• **Source text**:
════════════════════

As part of a pro bono legal team, Ranjan Agarwal of Bennett Jones recently represented two young students, who suffer from dyslexia, and their families in an application to the Human Rights Tribunal of Ontario involving allegations against the Ministry of Education and the Hastings and Prince Edward District School Board.
The application asserted that because the Ministry and the School Board do not recognize dyslexia as a disability, the two students were being refused testing and educational supports. Further, they were not able to attend Demonstration Schools, which are residential schools for students with disabilities, because the Ministry limits attendance to students who are “severely” learning disabled. As a result, the two students were in a Catch-22: they were not considered disabled enough to go to a Demonstration School, but they were also too disabled to meaningfully access general education without educational supports, which the School Board said the Ministry would not fund. Both students suffered extreme emotional distress as a result of not receiving adequate educational supports. The students and their families argued that the Ministry’s failure to provide funding and resources such that they were not diagnosed as dyslexic at a much younger age, failing to provide funding and resources for educational supports, and the Ministry’s policy decision to limit the Demonstration Schools only to “severely” learning disabled students has impaired their ability to succeed at school, and risks they will be streamed into Applied or Life Skills/Workplace Preparation programs in high school, foreclosing their ability to go to university or college.

════════════════════

• **Exercise instructions**: Please extend the account of the dyslexia case before the Human Rights Tribunal of Ontario, picking up right after its last sentence.

════════════════════

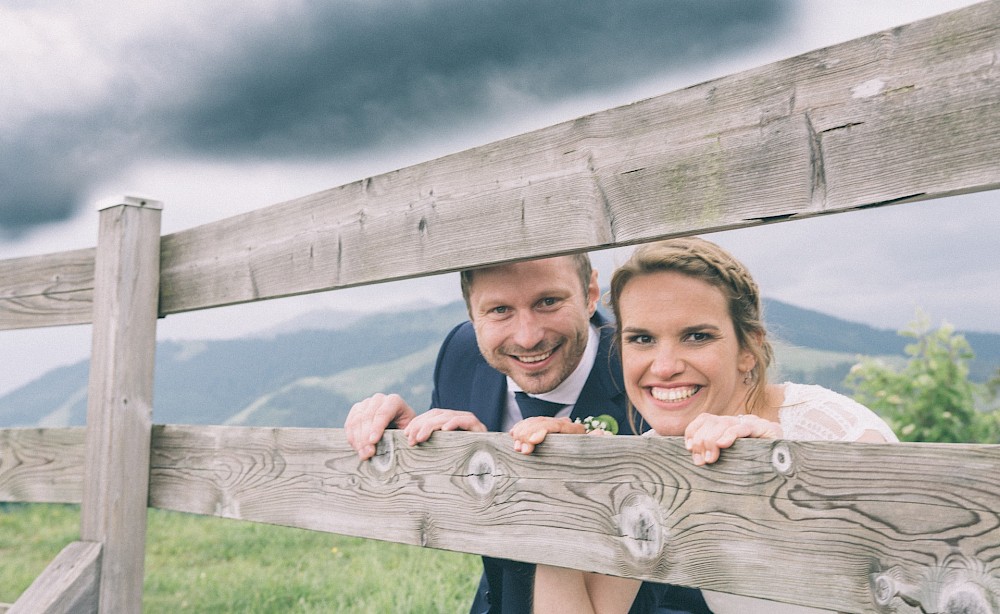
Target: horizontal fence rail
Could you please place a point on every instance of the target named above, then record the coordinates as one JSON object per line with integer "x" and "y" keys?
{"x": 904, "y": 115}
{"x": 886, "y": 528}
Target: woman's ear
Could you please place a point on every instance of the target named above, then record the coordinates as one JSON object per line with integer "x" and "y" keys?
{"x": 748, "y": 355}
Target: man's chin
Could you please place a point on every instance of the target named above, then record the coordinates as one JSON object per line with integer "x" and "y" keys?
{"x": 534, "y": 383}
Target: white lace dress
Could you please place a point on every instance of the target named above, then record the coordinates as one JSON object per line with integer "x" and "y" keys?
{"x": 808, "y": 413}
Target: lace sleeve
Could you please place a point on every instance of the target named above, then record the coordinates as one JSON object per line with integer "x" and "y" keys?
{"x": 814, "y": 413}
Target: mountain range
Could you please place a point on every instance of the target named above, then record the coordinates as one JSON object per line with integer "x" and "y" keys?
{"x": 309, "y": 371}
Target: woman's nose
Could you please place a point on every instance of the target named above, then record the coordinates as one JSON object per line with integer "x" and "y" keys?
{"x": 667, "y": 362}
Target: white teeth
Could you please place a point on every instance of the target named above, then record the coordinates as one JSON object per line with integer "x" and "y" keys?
{"x": 530, "y": 359}
{"x": 673, "y": 395}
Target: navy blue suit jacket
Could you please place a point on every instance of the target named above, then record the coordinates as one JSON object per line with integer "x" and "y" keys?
{"x": 463, "y": 380}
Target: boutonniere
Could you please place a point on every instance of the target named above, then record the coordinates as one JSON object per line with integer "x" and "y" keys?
{"x": 603, "y": 423}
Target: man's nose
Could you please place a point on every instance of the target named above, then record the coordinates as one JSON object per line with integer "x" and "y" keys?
{"x": 530, "y": 331}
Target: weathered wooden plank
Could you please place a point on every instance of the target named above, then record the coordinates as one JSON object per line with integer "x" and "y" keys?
{"x": 67, "y": 586}
{"x": 41, "y": 465}
{"x": 120, "y": 398}
{"x": 49, "y": 290}
{"x": 865, "y": 527}
{"x": 907, "y": 114}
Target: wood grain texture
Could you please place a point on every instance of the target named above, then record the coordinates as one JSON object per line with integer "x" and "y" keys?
{"x": 67, "y": 586}
{"x": 120, "y": 400}
{"x": 865, "y": 527}
{"x": 49, "y": 290}
{"x": 41, "y": 465}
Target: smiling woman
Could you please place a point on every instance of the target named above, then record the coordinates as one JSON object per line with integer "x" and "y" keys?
{"x": 695, "y": 356}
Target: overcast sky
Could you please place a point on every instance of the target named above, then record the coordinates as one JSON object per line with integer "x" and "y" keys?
{"x": 216, "y": 111}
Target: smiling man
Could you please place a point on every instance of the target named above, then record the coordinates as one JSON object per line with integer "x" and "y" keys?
{"x": 534, "y": 345}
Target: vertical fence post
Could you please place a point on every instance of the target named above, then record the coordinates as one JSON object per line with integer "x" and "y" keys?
{"x": 120, "y": 398}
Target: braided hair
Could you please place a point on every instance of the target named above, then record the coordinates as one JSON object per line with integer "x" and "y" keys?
{"x": 704, "y": 260}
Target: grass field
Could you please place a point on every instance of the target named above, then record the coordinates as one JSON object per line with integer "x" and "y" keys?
{"x": 204, "y": 564}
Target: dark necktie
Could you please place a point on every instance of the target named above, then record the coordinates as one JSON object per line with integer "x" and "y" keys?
{"x": 530, "y": 406}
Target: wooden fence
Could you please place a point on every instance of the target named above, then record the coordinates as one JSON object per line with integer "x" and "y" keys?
{"x": 896, "y": 117}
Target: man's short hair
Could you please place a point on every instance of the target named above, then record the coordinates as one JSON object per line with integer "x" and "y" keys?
{"x": 583, "y": 269}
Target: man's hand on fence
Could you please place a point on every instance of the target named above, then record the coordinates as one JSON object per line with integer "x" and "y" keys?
{"x": 421, "y": 427}
{"x": 368, "y": 419}
{"x": 530, "y": 432}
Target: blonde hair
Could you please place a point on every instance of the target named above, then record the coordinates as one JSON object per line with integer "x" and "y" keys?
{"x": 704, "y": 260}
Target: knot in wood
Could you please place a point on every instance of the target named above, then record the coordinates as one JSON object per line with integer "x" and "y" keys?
{"x": 640, "y": 526}
{"x": 481, "y": 473}
{"x": 884, "y": 589}
{"x": 781, "y": 458}
{"x": 385, "y": 454}
{"x": 966, "y": 598}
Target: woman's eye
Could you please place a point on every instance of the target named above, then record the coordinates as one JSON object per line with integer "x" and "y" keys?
{"x": 640, "y": 339}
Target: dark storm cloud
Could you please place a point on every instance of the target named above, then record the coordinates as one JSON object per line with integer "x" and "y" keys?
{"x": 337, "y": 78}
{"x": 353, "y": 75}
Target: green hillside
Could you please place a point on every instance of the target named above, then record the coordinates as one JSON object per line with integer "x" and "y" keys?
{"x": 311, "y": 377}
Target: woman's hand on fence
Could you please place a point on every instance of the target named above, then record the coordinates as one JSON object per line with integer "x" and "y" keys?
{"x": 530, "y": 432}
{"x": 368, "y": 419}
{"x": 421, "y": 427}
{"x": 708, "y": 434}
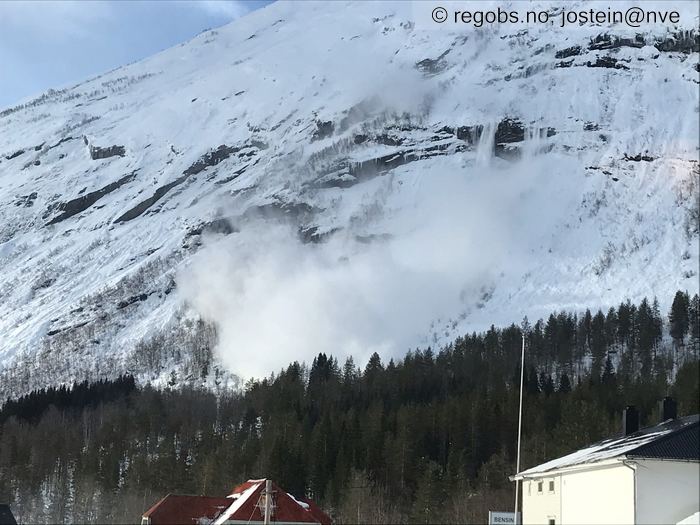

════════════════════

• **Response area**:
Thanks to the dedicated work of Ranjan and the rest of the team, both students had their day in court and are now properly diagnosed and recognized as dyslexic by the School Board and are receiving the educational supports they need to succeed.
In a heartfelt thank you letter, one of the parents is quoted as saying:
“I could honestly write a list of the positive things that have come from all of this, everything from my ability to better advocate for her or her increased confidence in herself, but it would take all day. I just needed you to know that because of all that hard work you guys did for her she will go to into high school and take normal classes instead of special education classes and get the credits to apply to go to college and find greater success in life than she ever would have without you.”
Bennett Jones lawyers devote innumerable hours to providing pro bono legal services in a diverse range of areas from financial and business to civil liberties and human rights. This important work serves many purposes but most importantly, it helps fulfill our shared belief as a firm that all Canadians are entitled to access to justice.